Text passage =
________________________________________
Learnability of the Boolean Innerproduct in Deep Neural Networks
Round 1
Reviewer 1 Report
This article presents an evaluation, named “Boolean Innerproduct” of the weights of a dense neural network, which is adapted to study the influence on performance in cases of different number of neurons and hidden layers for some specific tests. The change of performance is evaluated while densely connected neurons are replaced with convolutional kernels. The overall idea is not a certain novelty and it is expected to be exploited in a number of studies. However, this study misses an up-to-date research of the field and reference/comparison to similar methods.
The article contains substantial deficiencies in all sections: ‘Introduction (insufficient 15 references mainly before 2020) , Materials and Methods (missing definition of experiments, input data and performance metrics), Results (not properly explained and presented graphics and justification of the most important results), Discussion (missing comparison with other studies), Conclusions (not linked to specific results).
The article needs considerable changes following the detailed revision remarks. Please could you ensure that you provide a point-by-point response to each of my remarks and provide a document with any changes highlighted in any future draft of this article, if any.
Major revision remarks:
1. Title: “Deep neural networks” is quite general expression of the neural network architectures, but not limited to a shallow ONE, including dense (or fully connected) hidden layers whose boolean innerproduct is only under consideration of this study. The title should be reformulated to a more correct representation of the methods.
2. Abstract: Keep the journal guidelines for structured abstracts, including virtual sections Background, Methods, Results, Conclusions. I note the following inconsistencies in the abstract:
- Aims (or primary hypothesis) of the study are not properly defined.
- Missing information on the Materials: definition of the input data and planning of the experimental/simulation study.
- Missing numerical results.
- Conclusions NOT supported by the results.
3. The structure of the text is not following the journal’s recommendations for research articles, including major sections: 1. Introduction, 2. Materials and Methods, 3. Results, 4. Discussion. The article should be formatted accordingly with special attention to section “2. Materials and Methods”. Information about section 2.1 Materials is completely missing.
4. Section Introduction is insufficient. It refers only 15 references, while the number of articles using deep neural networks is progressively increasing in the last 2 years. The authors are required to considerably extend their Introduction. Furthermore, the list of References is ancient, including most studies before 2000. This is not representative to the state-of-the-art research and indicates insufficient knowledge in the field, including also unspecified information on similar (or close field) experiments as in this study.
________________________________________
Written request 1 = List every inconsistency the reviewer report notes in the abstract.
________________________________________
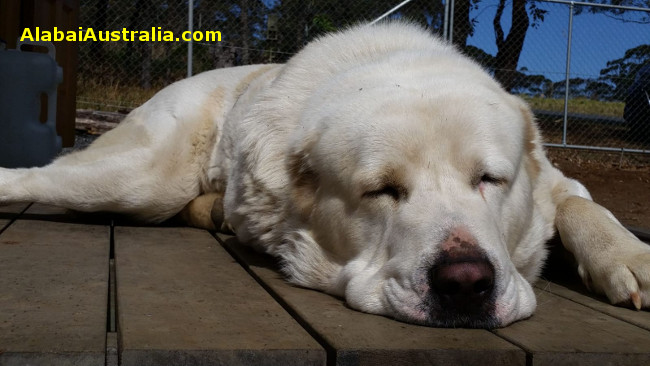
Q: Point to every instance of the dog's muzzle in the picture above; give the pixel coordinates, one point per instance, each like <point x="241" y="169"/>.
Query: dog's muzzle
<point x="461" y="284"/>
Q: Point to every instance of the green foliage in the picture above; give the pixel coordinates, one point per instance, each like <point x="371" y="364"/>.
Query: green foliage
<point x="620" y="72"/>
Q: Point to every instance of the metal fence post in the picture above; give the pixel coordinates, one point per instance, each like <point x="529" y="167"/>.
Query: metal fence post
<point x="568" y="72"/>
<point x="190" y="28"/>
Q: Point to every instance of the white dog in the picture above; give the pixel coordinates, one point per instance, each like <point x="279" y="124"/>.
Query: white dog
<point x="379" y="164"/>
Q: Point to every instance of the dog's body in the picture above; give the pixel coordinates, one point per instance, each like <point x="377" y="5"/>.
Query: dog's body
<point x="379" y="164"/>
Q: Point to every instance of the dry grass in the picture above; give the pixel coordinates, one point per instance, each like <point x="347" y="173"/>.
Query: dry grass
<point x="113" y="97"/>
<point x="578" y="105"/>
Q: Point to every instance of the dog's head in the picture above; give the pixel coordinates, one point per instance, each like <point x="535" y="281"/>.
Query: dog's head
<point x="412" y="197"/>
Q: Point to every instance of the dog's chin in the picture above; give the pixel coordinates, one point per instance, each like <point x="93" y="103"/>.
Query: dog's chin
<point x="515" y="301"/>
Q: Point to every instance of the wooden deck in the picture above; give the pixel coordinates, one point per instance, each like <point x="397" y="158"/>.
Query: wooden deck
<point x="91" y="291"/>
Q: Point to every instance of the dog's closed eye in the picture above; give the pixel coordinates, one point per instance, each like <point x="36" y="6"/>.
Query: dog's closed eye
<point x="391" y="191"/>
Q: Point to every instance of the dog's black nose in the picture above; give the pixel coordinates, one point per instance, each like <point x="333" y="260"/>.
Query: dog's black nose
<point x="463" y="284"/>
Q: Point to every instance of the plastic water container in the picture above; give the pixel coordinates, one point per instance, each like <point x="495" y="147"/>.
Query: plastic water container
<point x="27" y="79"/>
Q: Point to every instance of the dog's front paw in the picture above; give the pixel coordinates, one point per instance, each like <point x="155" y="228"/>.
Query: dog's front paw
<point x="624" y="277"/>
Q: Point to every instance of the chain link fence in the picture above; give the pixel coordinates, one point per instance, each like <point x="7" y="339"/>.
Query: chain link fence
<point x="583" y="67"/>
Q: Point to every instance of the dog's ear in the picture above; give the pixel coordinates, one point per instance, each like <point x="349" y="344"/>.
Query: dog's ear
<point x="303" y="177"/>
<point x="532" y="139"/>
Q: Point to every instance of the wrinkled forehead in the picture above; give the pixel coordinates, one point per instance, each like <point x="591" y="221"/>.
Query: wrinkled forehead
<point x="406" y="125"/>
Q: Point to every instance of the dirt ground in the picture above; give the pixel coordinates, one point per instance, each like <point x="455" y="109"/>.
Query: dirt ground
<point x="619" y="183"/>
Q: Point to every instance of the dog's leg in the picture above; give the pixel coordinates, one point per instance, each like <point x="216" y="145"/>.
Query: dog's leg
<point x="205" y="212"/>
<point x="611" y="260"/>
<point x="129" y="183"/>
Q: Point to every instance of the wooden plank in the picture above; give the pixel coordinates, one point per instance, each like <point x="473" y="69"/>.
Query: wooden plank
<point x="562" y="332"/>
<point x="9" y="212"/>
<point x="54" y="281"/>
<point x="578" y="293"/>
<point x="182" y="300"/>
<point x="355" y="338"/>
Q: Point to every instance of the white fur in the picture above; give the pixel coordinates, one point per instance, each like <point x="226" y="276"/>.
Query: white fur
<point x="293" y="148"/>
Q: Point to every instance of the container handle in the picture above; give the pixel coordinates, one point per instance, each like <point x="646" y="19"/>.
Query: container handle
<point x="49" y="45"/>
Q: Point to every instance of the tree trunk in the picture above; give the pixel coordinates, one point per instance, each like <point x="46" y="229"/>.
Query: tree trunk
<point x="510" y="46"/>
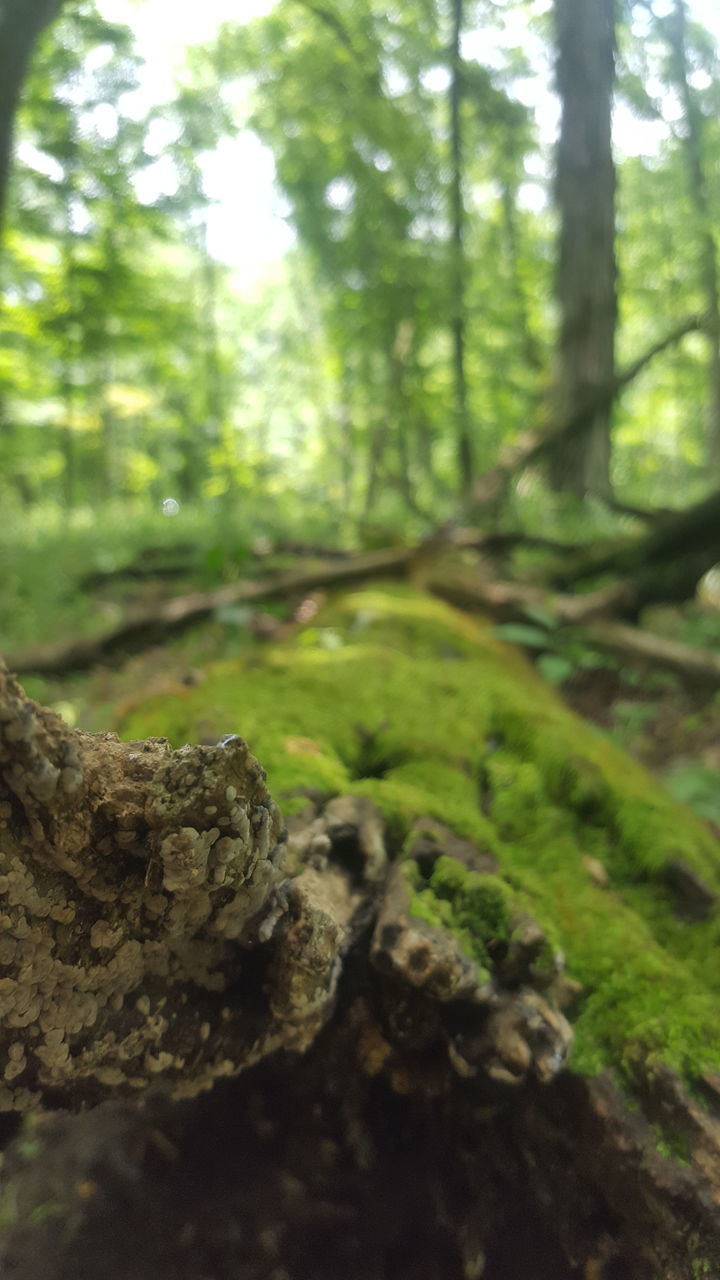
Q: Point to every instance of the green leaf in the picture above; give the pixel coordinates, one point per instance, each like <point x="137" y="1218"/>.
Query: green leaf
<point x="542" y="615"/>
<point x="554" y="667"/>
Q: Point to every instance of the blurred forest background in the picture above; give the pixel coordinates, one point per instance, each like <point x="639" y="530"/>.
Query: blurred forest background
<point x="493" y="301"/>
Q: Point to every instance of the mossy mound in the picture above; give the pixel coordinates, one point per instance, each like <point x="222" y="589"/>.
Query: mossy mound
<point x="395" y="695"/>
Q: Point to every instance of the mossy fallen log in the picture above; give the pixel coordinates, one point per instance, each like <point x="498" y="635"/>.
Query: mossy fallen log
<point x="472" y="880"/>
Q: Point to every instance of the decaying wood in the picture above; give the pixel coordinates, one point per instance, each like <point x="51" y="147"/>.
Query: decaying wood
<point x="388" y="1109"/>
<point x="532" y="446"/>
<point x="165" y="617"/>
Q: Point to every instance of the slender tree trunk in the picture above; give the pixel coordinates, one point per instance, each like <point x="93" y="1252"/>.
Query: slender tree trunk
<point x="458" y="261"/>
<point x="531" y="346"/>
<point x="586" y="270"/>
<point x="707" y="255"/>
<point x="21" y="23"/>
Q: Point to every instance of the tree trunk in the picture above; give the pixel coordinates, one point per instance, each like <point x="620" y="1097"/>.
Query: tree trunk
<point x="458" y="259"/>
<point x="707" y="255"/>
<point x="586" y="270"/>
<point x="21" y="23"/>
<point x="402" y="1104"/>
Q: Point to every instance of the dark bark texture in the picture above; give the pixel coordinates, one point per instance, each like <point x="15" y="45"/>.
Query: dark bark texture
<point x="395" y="1114"/>
<point x="586" y="272"/>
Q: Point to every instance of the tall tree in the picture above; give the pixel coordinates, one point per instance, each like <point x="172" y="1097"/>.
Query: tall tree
<point x="675" y="26"/>
<point x="458" y="255"/>
<point x="586" y="269"/>
<point x="21" y="24"/>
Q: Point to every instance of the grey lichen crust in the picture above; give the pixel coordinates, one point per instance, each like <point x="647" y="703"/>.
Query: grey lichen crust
<point x="131" y="877"/>
<point x="156" y="920"/>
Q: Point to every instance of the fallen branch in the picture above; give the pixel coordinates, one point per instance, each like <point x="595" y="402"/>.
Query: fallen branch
<point x="697" y="664"/>
<point x="165" y="617"/>
<point x="510" y="602"/>
<point x="532" y="446"/>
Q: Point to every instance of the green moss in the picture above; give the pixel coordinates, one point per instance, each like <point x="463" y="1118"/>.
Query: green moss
<point x="431" y="716"/>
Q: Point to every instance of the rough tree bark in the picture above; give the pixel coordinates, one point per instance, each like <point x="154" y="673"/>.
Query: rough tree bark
<point x="391" y="1109"/>
<point x="586" y="270"/>
<point x="693" y="146"/>
<point x="21" y="24"/>
<point x="458" y="257"/>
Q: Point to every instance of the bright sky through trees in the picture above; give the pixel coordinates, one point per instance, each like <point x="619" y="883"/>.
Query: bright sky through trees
<point x="246" y="227"/>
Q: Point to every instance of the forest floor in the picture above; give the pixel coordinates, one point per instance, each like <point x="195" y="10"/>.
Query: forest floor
<point x="668" y="725"/>
<point x="73" y="579"/>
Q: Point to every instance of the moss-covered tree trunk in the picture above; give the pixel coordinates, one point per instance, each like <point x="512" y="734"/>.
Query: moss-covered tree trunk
<point x="456" y="1018"/>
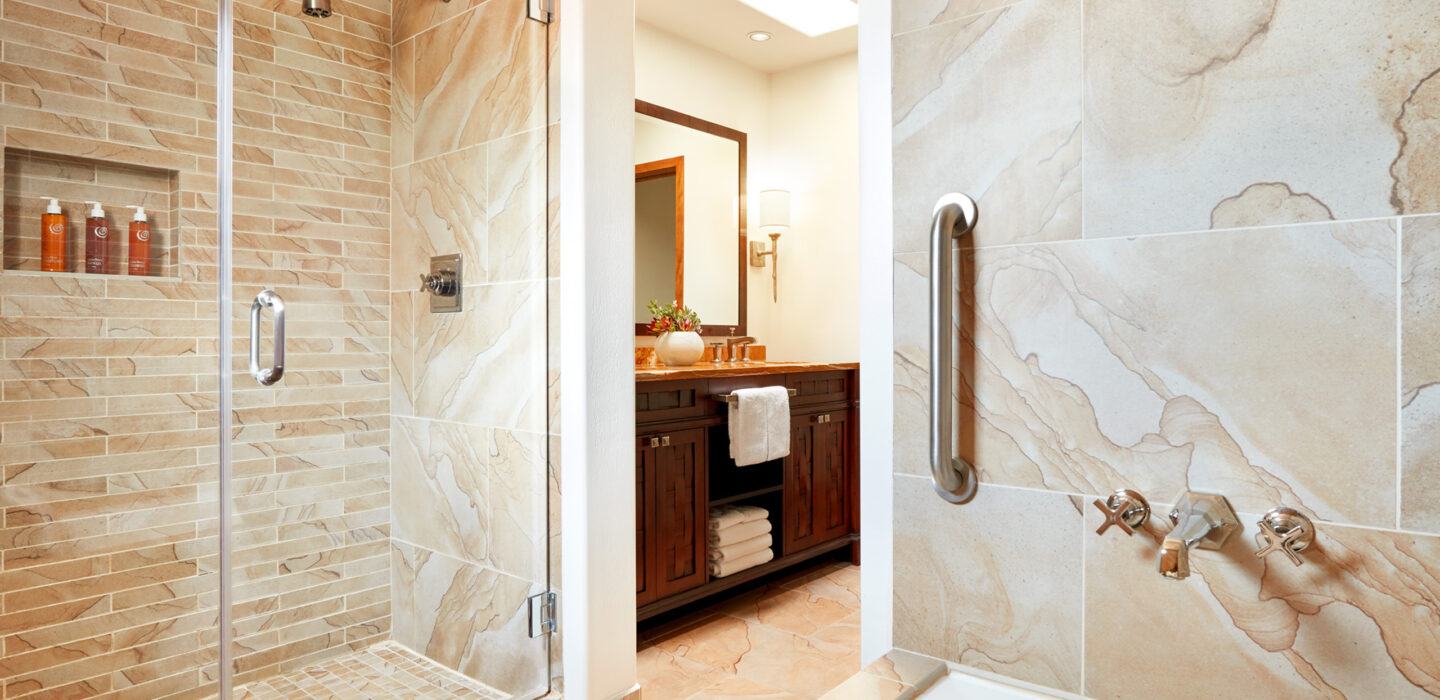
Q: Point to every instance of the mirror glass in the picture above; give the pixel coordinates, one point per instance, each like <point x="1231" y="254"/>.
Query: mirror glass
<point x="689" y="218"/>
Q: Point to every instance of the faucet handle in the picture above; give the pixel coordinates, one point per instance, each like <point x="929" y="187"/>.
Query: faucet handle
<point x="1285" y="530"/>
<point x="1125" y="509"/>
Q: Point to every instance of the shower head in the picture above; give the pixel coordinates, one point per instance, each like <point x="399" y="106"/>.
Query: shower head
<point x="316" y="7"/>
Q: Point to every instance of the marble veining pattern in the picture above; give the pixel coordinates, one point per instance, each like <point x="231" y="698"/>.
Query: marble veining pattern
<point x="1002" y="598"/>
<point x="1360" y="620"/>
<point x="1224" y="114"/>
<point x="1249" y="311"/>
<point x="1134" y="362"/>
<point x="1020" y="153"/>
<point x="473" y="389"/>
<point x="468" y="618"/>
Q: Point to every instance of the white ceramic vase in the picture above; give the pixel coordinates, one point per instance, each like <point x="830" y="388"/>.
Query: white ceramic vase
<point x="680" y="349"/>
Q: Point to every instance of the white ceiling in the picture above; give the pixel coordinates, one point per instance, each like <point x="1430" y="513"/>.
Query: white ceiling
<point x="725" y="26"/>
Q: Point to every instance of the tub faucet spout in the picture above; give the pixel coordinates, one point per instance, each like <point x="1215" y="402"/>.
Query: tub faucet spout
<point x="1201" y="520"/>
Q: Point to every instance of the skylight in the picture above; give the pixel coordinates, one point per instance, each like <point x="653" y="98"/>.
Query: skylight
<point x="811" y="18"/>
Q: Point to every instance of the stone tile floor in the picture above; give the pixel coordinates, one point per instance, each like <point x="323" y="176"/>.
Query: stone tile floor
<point x="383" y="671"/>
<point x="795" y="638"/>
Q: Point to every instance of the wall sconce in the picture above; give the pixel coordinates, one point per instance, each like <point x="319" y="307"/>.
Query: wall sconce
<point x="775" y="219"/>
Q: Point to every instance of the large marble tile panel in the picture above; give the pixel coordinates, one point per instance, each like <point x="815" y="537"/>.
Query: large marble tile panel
<point x="1226" y="114"/>
<point x="415" y="16"/>
<point x="1361" y="618"/>
<point x="990" y="105"/>
<point x="471" y="493"/>
<point x="517" y="182"/>
<point x="1257" y="363"/>
<point x="439" y="208"/>
<point x="478" y="77"/>
<point x="1420" y="375"/>
<point x="975" y="588"/>
<point x="484" y="365"/>
<point x="468" y="618"/>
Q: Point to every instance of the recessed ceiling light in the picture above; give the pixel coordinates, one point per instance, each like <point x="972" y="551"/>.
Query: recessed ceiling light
<point x="811" y="18"/>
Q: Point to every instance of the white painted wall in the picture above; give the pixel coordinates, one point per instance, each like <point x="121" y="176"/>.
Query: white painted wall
<point x="876" y="334"/>
<point x="598" y="396"/>
<point x="815" y="154"/>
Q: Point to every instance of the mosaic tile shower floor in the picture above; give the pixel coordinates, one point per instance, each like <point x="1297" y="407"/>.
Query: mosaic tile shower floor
<point x="383" y="671"/>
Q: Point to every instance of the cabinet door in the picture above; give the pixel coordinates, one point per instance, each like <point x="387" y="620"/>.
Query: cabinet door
<point x="817" y="493"/>
<point x="678" y="500"/>
<point x="833" y="464"/>
<point x="644" y="523"/>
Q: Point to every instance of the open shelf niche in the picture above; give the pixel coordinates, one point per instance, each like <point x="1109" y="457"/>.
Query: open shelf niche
<point x="30" y="176"/>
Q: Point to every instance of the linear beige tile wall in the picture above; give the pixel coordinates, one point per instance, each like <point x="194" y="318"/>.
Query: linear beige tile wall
<point x="1208" y="259"/>
<point x="470" y="389"/>
<point x="107" y="416"/>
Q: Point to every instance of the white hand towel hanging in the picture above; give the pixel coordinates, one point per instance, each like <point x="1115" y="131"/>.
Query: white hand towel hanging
<point x="759" y="425"/>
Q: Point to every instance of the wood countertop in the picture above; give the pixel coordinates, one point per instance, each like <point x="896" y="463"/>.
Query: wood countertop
<point x="712" y="370"/>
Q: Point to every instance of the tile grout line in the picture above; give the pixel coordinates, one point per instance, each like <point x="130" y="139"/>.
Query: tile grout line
<point x="1400" y="368"/>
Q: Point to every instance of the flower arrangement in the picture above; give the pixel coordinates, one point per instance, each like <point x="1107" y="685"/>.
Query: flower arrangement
<point x="673" y="317"/>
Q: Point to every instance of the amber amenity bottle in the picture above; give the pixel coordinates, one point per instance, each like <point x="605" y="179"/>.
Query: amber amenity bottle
<point x="52" y="238"/>
<point x="140" y="242"/>
<point x="97" y="241"/>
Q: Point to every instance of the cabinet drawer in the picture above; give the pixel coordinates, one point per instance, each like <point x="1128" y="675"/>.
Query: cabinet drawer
<point x="668" y="401"/>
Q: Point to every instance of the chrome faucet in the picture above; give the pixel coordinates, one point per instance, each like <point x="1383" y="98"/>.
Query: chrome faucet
<point x="735" y="347"/>
<point x="1201" y="520"/>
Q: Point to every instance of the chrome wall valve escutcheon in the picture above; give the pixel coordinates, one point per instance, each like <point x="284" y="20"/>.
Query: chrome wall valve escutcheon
<point x="1285" y="530"/>
<point x="1123" y="509"/>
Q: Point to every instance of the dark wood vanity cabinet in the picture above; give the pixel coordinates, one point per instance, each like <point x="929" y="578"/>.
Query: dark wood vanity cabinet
<point x="817" y="480"/>
<point x="683" y="468"/>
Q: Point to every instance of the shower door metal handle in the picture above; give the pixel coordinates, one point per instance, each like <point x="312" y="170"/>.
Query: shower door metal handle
<point x="277" y="369"/>
<point x="954" y="478"/>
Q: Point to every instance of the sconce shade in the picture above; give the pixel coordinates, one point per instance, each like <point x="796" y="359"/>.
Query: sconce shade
<point x="775" y="211"/>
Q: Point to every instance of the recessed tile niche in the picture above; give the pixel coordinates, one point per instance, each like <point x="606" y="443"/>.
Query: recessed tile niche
<point x="32" y="176"/>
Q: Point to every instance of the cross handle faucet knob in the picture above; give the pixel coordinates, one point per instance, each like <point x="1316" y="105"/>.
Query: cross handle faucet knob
<point x="1123" y="509"/>
<point x="1285" y="530"/>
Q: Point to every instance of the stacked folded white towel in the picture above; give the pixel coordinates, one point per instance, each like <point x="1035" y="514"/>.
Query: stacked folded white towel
<point x="739" y="539"/>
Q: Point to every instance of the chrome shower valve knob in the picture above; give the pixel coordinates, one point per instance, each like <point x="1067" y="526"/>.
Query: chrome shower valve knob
<point x="1285" y="530"/>
<point x="1123" y="509"/>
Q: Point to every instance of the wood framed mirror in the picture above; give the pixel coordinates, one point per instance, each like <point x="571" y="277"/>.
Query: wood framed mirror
________________________________________
Written request 2 = Reproduce the listing without changes, from the line with "Q: Point to every instance of the wood framed" up to and including its last line.

Written response 1 =
- Aims (or primary hypothesis) of the study are not properly defined.
- Missing information on the Materials: definition of the input data and planning of the experimental/simulation study.
- Missing numerical results.
- Conclusions NOT supported by the results.

Written response 2 =
Q: Point to every instance of the wood framed mirror in the picture above; give the pixel coordinates, one point per instance, each like <point x="571" y="277"/>.
Query: wood framed mirror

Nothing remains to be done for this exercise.